## WHAT IS ASKED
Recast all of the rows below as a numbered list with blank lines left out. Leave the pictures out of your answer.

------

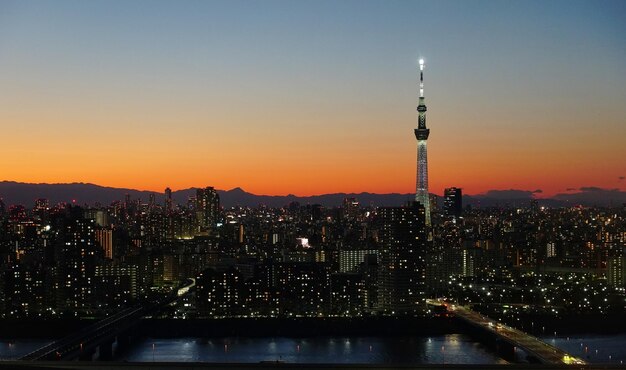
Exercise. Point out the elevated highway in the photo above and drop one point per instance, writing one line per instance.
(536, 349)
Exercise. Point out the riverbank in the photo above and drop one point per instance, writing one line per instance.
(302, 327)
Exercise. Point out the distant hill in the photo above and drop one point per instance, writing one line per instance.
(84, 193)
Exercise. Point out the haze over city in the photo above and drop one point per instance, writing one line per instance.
(307, 98)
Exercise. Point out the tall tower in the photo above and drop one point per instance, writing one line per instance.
(421, 134)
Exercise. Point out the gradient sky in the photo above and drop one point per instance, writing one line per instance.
(311, 97)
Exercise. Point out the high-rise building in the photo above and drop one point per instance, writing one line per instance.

------

## SOLUTION BELOW
1. Exercise. Point out the elevated highway in the photo above and drop one point per instance, writing one line per instance.
2. (536, 349)
3. Exercise. Point out the riverbank in the photo above and drop one point per instance, writing one line per instance.
4. (302, 327)
5. Exercise. Point out the distant hill in the photo above and drop one point per instance, writing one line per instance.
6. (84, 193)
7. Exercise. Point out the haze over city in the photo above and drop one point per instance, writing one line per instance.
8. (307, 98)
9. Exercise. Point out the tall tower in the photo above and drop one point per instance, writing one line per instance.
10. (421, 134)
11. Exercise. Point out the gradient sky in the photo above and drop one point per instance, writing one line per instance.
12. (311, 97)
13. Exercise. Point out the high-rise building in the photo above and drop one point per instance, writing one line per instance.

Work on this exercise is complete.